Excerpts from a pointing dataset:
----
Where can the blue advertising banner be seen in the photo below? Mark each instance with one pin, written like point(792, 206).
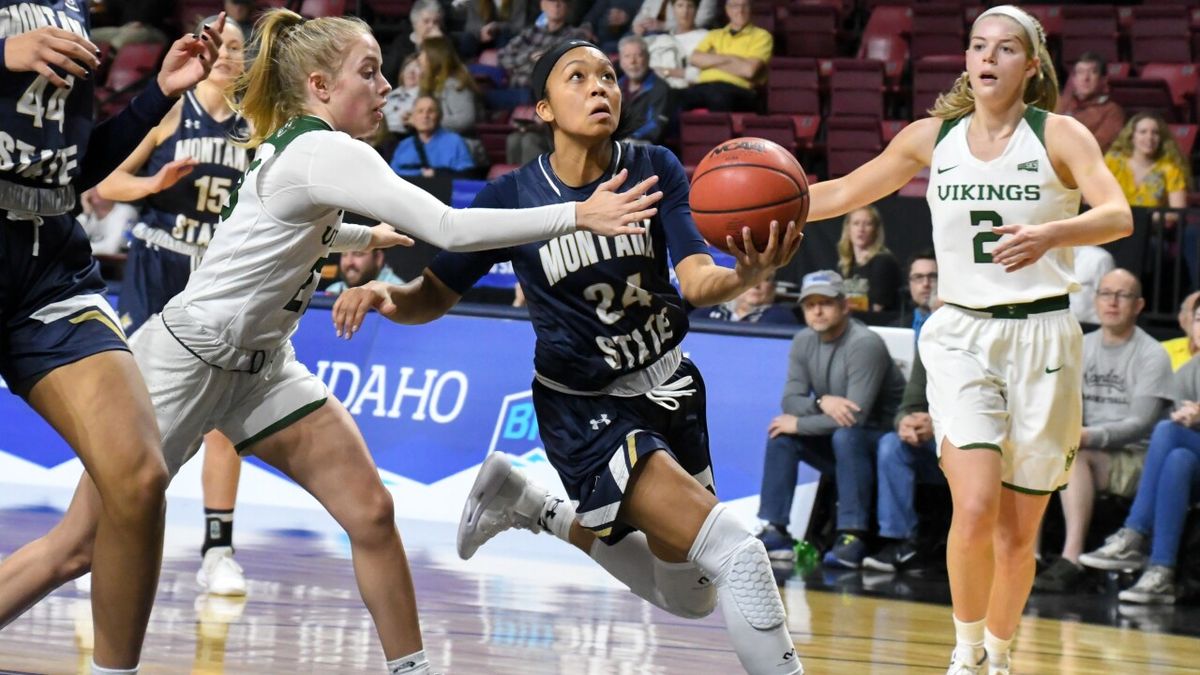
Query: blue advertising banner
point(432, 400)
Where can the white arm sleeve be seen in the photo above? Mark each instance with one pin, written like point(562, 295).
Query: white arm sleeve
point(323, 171)
point(352, 238)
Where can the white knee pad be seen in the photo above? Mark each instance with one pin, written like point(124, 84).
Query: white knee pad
point(684, 589)
point(737, 560)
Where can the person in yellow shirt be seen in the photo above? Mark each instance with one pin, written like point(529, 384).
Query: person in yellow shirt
point(1147, 163)
point(732, 61)
point(1181, 348)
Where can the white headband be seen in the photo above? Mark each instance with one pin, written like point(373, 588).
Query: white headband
point(1020, 17)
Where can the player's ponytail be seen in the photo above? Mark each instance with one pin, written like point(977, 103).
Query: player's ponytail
point(1041, 90)
point(274, 88)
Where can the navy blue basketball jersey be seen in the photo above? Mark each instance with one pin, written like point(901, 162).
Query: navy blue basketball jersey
point(43, 130)
point(191, 208)
point(601, 306)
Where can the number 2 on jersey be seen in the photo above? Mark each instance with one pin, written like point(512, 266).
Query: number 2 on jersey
point(988, 237)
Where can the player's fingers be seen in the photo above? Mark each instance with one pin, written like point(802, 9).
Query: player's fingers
point(51, 76)
point(613, 183)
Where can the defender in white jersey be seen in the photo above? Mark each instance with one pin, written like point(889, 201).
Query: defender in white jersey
point(220, 356)
point(1005, 356)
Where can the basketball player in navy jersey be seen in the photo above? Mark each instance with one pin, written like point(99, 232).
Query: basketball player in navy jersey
point(61, 347)
point(621, 411)
point(187, 166)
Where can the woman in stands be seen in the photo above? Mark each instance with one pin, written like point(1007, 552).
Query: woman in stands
----
*WHAT THE TASK REQUIRES*. Please lay out all of the material above as a JSON list of strings with one string per line. Leave out blank lines and the pictures.

*WORKED SOLUTION*.
[
  "Where can the blue advertising banner be seen in the photo below? Mark each instance with one pin, written like point(792, 206).",
  "Query: blue advertising banner",
  "point(432, 400)",
  "Where can the white arm sleeve be seen in the photo above? Mark each instance with one pin, written like point(562, 295).",
  "Query: white arm sleeve",
  "point(323, 171)",
  "point(352, 238)",
  "Where can the white knee pad be seen in the photo above? Mark each instance with one pin, written like point(124, 84).",
  "Query: white knee pad",
  "point(684, 589)",
  "point(737, 560)",
  "Where can the person in yellow shirt be seen in the photo above? Mark each instance with one pin, written like point(529, 384).",
  "Query: person in yellow shirt",
  "point(1147, 163)",
  "point(732, 61)",
  "point(1181, 348)",
  "Where can the white headband be seen in the photo above? Mark each instance with one pin, written like point(373, 588).",
  "Query: white headband",
  "point(1020, 17)",
  "Where can the player's ponytail be seen in the photo above? Mark each instance with one pin, written like point(977, 103).",
  "Query: player's ponytail",
  "point(1041, 90)",
  "point(274, 88)",
  "Where can the navy blue basketball jersey be seen in the photo above? Mark each instance with one pin, written like point(901, 162).",
  "Query: navy blue basketball jersey",
  "point(43, 130)",
  "point(191, 208)",
  "point(601, 306)",
  "Where can the number 2 on jersey be seen in the photo above? Mark each instance with one pin, written like point(512, 266).",
  "Query: number 2 on jersey",
  "point(988, 237)",
  "Where can the player's fingers be seen in the photo above? Mark each instance with one pin, written like point(802, 9).",
  "Query: player's fingers",
  "point(51, 76)",
  "point(613, 183)",
  "Where can the defender in white jersey be seen in the photo above? Mark each instance with one pin, written like point(889, 201).",
  "Query: defender in white jersey",
  "point(220, 356)",
  "point(1005, 356)",
  "Where can the basketball player in navy jersey be seen in the photo above? Mark each instance with one pin, written like point(99, 232).",
  "Query: basketball player in navy jersey",
  "point(61, 347)",
  "point(621, 411)",
  "point(187, 166)",
  "Where can the woman in stands be seen in the photo above? Mark each instance with one pin, written like point(1007, 552).",
  "Query: woman in stands"
]